Data:

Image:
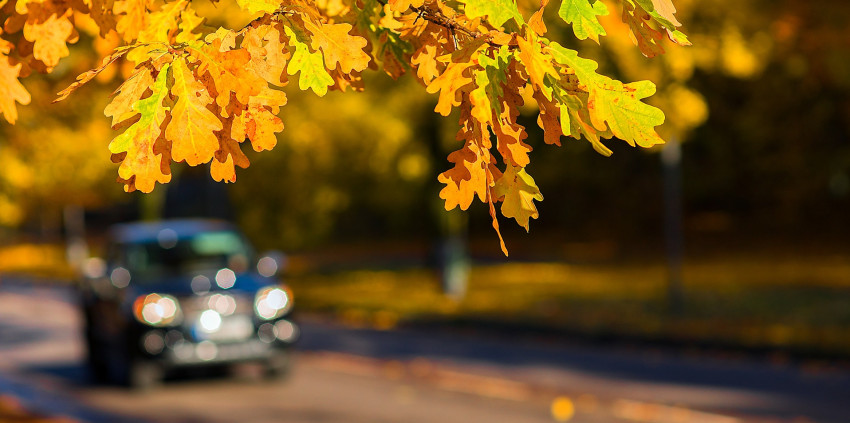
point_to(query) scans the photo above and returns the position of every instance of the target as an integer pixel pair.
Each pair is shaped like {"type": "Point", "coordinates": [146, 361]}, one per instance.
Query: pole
{"type": "Point", "coordinates": [671, 161]}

Task brief:
Extract each of the lines above that contains the string "instance". Case counts.

Reply to the exercise:
point_to(query) scans the photo above and returns the position of every instance of the target as an integer pixel pair.
Each pair is shaped like {"type": "Point", "coordinates": [146, 361]}, one per instance.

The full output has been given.